▸ Given text:
::::::

More magic that could do with a helper.

> +	loff_t ret = 0;
>  
>  	while (length > 0) {
>  		ret = iomap_apply(mapping->host, pos, length, 0, ops,
> @@ -435,7 +449,7 @@ iomap_is_partially_uptodate(struct page *page, unsigned long from,
>  	unsigned i;
>  
>  	/* Limit range to one page */
> -	len = min_t(unsigned, PAGE_SIZE - from, count);
> +	len = min_t(unsigned, page_size(page) - from, count);
>  
>  	/* First and last blocks in range within page */
>  	first = from >> inode->i_blkbits;
> @@ -474,7 +488,7 @@ iomap_invalidatepage(struct page *page, unsigned int offset, unsigned int len)
>  	 * If we are invalidating the entire page, clear the dirty state from it
>  	 * and release it to avoid unnecessary buildup of the LRU.
>  	 */
> -	if (offset == 0 && len == PAGE_SIZE) {
> +	if (offset == 0 && len == page_size(page)) {
>  		WARN_ON_ONCE(PageWriteback(page));
>  		cancel_dirty_page(page);
>  		iomap_page_release(page);
> @@ -550,18 +564,20 @@ static int
>  __iomap_write_begin(struct inode *inode, loff_t pos, unsigned len,
>  		struct page *page, struct iomap *iomap)

::::::

▸ Dataset records:

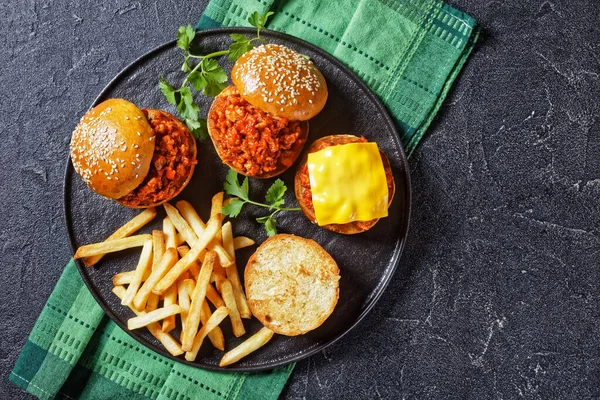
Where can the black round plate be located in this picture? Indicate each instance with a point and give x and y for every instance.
(367, 261)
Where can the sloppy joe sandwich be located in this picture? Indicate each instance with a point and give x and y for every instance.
(344, 184)
(138, 157)
(259, 125)
(292, 284)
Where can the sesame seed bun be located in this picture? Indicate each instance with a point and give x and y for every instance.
(111, 148)
(280, 82)
(139, 158)
(349, 228)
(292, 284)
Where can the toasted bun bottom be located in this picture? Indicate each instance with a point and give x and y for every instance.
(292, 284)
(350, 228)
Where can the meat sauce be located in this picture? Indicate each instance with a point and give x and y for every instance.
(305, 179)
(171, 163)
(252, 141)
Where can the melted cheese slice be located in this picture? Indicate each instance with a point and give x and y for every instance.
(348, 183)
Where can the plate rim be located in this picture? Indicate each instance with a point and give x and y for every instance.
(380, 288)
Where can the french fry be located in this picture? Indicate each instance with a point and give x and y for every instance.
(234, 315)
(158, 247)
(119, 291)
(170, 298)
(167, 261)
(179, 240)
(242, 241)
(132, 226)
(153, 316)
(232, 273)
(194, 267)
(189, 285)
(184, 263)
(183, 298)
(215, 319)
(166, 339)
(193, 318)
(111, 246)
(152, 303)
(216, 335)
(191, 233)
(251, 344)
(144, 265)
(214, 297)
(170, 233)
(219, 274)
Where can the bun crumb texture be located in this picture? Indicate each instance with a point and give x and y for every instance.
(292, 284)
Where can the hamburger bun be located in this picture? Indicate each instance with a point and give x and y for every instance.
(244, 154)
(104, 147)
(116, 149)
(350, 228)
(280, 82)
(292, 284)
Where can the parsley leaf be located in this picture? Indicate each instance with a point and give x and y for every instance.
(186, 106)
(206, 74)
(259, 21)
(240, 45)
(275, 193)
(274, 197)
(197, 80)
(185, 35)
(215, 77)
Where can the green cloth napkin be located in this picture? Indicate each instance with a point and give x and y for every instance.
(408, 51)
(75, 351)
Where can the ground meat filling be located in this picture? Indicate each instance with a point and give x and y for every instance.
(173, 158)
(251, 140)
(305, 179)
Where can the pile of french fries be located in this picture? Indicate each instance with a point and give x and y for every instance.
(180, 270)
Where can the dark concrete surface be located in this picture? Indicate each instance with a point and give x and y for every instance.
(498, 295)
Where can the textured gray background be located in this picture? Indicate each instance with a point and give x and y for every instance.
(500, 296)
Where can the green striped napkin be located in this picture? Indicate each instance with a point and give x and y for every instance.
(408, 51)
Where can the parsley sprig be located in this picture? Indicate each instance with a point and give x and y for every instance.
(274, 198)
(206, 75)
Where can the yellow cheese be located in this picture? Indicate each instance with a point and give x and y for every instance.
(348, 183)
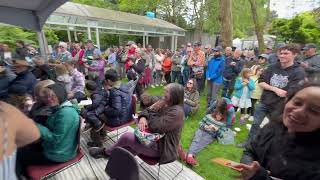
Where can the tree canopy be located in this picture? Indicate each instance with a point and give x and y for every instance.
(302, 29)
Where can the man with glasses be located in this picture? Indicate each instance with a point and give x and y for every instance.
(311, 63)
(63, 54)
(277, 80)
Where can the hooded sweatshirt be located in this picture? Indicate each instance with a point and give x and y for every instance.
(215, 69)
(287, 79)
(60, 133)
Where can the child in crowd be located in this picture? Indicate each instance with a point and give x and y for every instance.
(257, 70)
(147, 101)
(63, 77)
(99, 98)
(212, 127)
(243, 88)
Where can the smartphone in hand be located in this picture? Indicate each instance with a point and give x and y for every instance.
(227, 163)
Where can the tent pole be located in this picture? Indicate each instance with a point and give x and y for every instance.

::::::

▸ What you need to do: Extend the iomap patch review past its last line. The items play no part in this work.

▸ Answer below:
>  {
> -	struct iomap_page *iop = iomap_page_create(inode, page);
>  	loff_t block_size = i_blocksize(inode);
>  	loff_t block_start = pos & ~(block_size - 1);
>  	loff_t block_end = (pos + len + block_size - 1) & ~(block_size - 1);
> -	unsigned from = offset_in_page(pos), to = from + len, poff, plen;
> +	unsigned from = pos & (page_size(page) - 1);

iomap_offset_in_page() again :)

> +	unsigned to = from + len;
> +	unsigned poff, plen;
>  	int status = 0;
>  
>  	if (PageUptodate(page))
>  		return 0;
> +	iomap_page_create(inode, page);
>  
>  	do {
> -		iomap_adjust_read_range(inode, iop, &block_start,
> +		iomap_adjust_read_range(inode, page, &block_start,
>  				block_end - block_start, &poff, &plen);
>  		if (plen == 0)
>  			break;
> @@ -673,7 +689,7 @@ __iomap_write_end(struct inode *inode, loff_t pos, unsigned len,
>  	 */
>  	if (unlikely(copied < len && !PageUptodate(page)))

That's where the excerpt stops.